THE PROBLEM: Edit the records from the start through the line with "0 131 320 180", changing "dry grass" to "withered grass" and keeping everything else unchanged.

--- START OF DATASET RECORDS ---

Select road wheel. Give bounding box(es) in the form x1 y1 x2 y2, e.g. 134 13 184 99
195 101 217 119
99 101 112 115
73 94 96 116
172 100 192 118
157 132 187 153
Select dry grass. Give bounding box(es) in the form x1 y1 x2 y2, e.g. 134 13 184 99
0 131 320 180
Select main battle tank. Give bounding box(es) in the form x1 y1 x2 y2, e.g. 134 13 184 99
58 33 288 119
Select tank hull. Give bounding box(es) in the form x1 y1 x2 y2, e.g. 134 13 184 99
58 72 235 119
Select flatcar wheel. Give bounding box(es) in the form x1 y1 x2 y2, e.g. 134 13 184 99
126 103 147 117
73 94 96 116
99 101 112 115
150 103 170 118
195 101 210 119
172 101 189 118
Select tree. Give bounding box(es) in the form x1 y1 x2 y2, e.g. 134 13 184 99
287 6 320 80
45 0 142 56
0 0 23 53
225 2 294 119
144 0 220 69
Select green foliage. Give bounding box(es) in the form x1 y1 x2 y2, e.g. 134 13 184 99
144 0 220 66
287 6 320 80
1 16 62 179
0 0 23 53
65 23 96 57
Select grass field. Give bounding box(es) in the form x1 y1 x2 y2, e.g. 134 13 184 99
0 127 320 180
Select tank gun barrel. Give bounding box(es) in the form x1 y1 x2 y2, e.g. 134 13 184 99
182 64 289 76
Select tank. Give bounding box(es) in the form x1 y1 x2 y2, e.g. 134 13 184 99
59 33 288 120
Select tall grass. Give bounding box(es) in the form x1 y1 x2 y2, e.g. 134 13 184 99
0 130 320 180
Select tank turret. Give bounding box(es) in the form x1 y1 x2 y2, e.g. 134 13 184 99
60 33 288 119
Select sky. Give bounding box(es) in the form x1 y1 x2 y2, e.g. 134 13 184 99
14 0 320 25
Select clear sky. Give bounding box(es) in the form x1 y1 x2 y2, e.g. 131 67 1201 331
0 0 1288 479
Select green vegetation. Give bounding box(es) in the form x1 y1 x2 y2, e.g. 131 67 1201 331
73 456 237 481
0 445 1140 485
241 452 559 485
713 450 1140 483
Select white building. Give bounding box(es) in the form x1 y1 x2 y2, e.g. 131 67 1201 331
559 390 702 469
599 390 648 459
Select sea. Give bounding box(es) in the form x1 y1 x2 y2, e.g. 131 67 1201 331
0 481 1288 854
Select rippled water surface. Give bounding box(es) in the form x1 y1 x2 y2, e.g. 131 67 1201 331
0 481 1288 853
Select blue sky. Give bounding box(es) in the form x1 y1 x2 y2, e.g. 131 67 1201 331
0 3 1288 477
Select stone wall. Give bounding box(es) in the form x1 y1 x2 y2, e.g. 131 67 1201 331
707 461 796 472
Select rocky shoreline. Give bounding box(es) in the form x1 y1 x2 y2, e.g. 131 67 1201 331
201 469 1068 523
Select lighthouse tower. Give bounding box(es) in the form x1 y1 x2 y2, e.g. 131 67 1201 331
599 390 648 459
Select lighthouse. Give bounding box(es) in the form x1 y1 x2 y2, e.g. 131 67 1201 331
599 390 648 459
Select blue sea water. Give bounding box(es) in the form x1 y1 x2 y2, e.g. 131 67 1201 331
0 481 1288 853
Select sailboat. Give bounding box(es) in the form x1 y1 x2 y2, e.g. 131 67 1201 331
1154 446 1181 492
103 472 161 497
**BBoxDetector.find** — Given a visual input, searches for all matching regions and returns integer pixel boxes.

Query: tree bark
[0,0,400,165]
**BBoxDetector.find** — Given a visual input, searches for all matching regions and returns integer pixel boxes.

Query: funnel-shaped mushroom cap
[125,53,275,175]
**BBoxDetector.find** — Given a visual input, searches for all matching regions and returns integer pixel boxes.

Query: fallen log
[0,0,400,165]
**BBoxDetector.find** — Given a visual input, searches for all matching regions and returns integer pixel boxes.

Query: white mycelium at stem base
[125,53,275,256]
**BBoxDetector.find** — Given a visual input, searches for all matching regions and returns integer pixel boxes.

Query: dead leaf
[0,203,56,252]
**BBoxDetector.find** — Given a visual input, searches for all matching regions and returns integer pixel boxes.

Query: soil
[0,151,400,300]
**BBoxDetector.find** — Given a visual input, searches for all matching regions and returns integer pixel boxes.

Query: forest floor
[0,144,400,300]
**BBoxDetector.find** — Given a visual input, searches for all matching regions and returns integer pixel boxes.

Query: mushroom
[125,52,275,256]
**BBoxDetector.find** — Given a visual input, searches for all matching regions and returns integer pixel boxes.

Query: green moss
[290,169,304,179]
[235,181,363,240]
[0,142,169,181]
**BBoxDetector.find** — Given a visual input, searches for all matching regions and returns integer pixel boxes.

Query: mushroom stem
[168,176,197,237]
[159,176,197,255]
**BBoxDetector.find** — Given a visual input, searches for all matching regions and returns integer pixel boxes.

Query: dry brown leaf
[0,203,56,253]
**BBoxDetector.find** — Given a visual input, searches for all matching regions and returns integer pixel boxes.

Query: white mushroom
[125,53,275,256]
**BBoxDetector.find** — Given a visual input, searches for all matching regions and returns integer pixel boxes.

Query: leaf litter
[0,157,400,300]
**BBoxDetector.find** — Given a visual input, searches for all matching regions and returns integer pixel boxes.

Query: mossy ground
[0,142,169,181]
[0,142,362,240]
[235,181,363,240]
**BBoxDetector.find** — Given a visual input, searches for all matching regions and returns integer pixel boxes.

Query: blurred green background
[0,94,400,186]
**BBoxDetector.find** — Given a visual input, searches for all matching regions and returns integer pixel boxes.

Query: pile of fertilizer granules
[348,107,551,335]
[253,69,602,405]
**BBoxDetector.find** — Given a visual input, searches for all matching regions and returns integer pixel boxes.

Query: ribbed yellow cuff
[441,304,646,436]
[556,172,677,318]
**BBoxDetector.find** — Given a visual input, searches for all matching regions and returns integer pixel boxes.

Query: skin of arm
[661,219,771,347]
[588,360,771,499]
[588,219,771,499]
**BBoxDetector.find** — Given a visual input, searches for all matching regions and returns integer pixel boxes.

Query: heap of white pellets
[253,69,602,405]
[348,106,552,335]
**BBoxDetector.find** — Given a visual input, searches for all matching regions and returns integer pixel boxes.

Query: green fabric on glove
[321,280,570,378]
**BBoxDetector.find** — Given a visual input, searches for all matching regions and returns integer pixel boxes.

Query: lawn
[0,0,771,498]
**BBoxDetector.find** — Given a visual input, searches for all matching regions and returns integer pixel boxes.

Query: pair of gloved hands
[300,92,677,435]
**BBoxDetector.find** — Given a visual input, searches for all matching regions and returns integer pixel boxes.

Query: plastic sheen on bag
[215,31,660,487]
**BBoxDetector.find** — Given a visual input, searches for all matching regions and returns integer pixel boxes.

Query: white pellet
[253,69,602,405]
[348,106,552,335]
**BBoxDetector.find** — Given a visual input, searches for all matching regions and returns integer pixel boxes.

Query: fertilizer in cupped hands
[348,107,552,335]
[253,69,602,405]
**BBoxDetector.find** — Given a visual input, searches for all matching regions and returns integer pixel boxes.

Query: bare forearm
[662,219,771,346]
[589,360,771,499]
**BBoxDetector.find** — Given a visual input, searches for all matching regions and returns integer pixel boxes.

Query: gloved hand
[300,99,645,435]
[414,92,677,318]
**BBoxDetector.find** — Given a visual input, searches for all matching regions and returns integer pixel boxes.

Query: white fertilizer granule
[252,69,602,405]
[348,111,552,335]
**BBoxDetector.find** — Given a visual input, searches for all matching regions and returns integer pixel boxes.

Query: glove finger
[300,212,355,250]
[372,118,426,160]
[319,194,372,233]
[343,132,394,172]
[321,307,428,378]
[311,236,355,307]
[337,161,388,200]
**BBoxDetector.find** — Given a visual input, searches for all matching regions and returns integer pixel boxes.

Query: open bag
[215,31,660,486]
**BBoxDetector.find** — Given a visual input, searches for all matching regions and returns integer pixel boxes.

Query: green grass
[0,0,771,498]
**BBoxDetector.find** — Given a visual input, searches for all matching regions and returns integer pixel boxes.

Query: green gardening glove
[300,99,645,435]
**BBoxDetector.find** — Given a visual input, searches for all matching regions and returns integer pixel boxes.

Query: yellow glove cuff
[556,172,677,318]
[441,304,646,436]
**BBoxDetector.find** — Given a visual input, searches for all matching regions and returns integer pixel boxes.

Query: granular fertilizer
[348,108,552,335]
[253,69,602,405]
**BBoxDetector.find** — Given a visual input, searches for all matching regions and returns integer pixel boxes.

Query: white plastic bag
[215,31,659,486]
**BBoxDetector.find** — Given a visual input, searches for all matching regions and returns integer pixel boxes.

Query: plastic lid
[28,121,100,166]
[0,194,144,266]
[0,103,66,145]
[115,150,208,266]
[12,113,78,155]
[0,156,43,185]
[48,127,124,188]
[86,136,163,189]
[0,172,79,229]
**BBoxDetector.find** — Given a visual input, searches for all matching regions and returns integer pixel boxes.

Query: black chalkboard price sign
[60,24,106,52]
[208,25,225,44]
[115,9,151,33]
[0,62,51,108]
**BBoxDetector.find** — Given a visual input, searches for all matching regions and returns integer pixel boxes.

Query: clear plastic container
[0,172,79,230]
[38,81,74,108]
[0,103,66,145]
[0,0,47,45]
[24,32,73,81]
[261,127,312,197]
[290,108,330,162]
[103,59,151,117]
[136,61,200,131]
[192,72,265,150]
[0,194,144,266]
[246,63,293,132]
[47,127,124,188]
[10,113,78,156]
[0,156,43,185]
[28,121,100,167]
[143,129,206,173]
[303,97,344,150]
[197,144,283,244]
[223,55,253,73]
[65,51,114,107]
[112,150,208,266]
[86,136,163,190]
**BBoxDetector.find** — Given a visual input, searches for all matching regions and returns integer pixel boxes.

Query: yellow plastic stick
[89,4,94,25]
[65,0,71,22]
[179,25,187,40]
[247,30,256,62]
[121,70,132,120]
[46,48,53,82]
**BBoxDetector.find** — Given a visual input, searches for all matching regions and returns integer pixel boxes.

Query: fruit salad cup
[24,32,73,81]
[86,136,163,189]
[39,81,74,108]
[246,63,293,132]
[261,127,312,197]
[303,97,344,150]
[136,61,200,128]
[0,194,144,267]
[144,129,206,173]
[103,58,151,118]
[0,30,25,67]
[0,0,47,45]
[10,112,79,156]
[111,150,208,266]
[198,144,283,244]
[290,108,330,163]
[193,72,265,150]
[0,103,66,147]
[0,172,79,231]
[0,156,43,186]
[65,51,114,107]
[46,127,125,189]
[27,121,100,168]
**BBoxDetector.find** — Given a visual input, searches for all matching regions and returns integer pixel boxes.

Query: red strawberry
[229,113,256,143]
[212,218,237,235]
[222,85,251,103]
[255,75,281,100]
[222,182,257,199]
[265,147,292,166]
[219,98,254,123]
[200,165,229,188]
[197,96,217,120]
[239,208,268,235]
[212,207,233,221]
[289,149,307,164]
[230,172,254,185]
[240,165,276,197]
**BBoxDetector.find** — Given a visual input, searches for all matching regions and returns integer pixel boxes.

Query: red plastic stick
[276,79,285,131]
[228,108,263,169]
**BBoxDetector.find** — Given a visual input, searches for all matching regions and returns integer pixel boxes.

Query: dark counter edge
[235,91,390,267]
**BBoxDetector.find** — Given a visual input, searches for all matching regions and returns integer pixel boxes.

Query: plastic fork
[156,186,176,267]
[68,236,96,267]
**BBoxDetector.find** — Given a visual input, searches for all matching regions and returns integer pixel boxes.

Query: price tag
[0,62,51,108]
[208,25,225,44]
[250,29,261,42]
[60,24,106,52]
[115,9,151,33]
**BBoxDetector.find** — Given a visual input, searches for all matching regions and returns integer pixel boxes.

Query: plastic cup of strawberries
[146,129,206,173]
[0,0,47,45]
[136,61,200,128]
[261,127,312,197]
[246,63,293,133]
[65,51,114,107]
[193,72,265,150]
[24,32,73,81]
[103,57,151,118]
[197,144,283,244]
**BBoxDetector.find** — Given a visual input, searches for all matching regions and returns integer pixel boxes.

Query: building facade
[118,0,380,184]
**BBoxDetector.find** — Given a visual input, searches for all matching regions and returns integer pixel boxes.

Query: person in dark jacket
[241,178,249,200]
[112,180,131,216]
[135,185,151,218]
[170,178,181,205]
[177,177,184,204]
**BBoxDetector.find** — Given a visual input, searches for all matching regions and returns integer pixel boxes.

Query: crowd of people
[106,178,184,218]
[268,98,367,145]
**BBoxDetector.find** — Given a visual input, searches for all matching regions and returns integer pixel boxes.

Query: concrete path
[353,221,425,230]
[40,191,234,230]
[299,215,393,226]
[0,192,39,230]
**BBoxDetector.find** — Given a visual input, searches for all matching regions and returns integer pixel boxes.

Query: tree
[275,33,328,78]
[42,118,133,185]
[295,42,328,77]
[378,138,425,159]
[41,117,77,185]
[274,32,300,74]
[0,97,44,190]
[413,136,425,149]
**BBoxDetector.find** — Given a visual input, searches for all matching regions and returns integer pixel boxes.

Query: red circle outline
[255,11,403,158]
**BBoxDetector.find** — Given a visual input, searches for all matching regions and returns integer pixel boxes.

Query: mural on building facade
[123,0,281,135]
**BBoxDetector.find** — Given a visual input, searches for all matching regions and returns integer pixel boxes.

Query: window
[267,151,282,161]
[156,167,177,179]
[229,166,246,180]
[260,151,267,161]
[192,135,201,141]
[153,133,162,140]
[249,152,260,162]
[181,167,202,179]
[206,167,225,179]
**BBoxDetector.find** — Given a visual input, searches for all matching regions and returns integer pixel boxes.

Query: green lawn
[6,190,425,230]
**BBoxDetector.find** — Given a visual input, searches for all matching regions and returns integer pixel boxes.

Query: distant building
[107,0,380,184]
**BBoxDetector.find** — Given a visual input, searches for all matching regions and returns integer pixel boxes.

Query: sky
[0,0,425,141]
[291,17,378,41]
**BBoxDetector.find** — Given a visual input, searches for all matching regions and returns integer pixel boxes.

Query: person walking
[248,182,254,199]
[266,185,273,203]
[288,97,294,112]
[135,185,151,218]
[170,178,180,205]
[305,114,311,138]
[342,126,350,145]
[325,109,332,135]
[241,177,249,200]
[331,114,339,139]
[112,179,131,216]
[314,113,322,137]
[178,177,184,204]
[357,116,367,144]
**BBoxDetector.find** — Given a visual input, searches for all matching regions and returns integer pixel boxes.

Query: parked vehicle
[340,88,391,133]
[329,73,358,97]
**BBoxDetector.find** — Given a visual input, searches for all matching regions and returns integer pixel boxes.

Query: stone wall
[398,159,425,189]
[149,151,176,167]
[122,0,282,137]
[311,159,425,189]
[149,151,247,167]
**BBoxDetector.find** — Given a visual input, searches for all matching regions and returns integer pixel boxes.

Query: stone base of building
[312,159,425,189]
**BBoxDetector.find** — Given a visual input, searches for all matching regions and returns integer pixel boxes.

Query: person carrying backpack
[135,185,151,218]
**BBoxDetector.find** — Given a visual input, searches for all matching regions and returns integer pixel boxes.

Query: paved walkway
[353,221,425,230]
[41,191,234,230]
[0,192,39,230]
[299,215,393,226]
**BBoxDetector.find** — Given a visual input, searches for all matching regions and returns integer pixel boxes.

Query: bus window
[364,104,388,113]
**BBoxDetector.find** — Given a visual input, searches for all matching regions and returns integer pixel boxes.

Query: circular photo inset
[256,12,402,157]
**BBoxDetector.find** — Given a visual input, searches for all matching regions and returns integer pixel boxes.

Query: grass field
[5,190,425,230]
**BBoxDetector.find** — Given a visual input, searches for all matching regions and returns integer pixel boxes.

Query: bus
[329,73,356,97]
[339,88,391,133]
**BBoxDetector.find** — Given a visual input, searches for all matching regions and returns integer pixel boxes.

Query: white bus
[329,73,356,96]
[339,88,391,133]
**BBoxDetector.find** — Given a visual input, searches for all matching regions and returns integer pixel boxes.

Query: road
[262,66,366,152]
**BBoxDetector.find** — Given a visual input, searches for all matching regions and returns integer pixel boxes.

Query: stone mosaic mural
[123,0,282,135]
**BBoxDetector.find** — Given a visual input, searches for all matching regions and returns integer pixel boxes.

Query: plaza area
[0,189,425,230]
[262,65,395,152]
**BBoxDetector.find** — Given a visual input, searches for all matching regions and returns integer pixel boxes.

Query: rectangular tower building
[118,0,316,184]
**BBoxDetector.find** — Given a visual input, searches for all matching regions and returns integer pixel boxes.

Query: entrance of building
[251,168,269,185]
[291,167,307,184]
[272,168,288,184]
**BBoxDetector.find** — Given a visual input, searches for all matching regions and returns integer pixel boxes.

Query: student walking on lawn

--- END OF DATASET RECORDS ---

FINAL RESULT:
Select road wheel. Give bounding box(es) in the form x1 y1 x2 y2, e.g. 134 13 184 99
195 101 217 119
99 101 112 115
73 94 96 116
172 100 192 118
157 132 187 153
Select withered grass. Give bounding box(es) in the form x1 y1 x2 y2, e.g. 134 13 184 99
0 131 320 180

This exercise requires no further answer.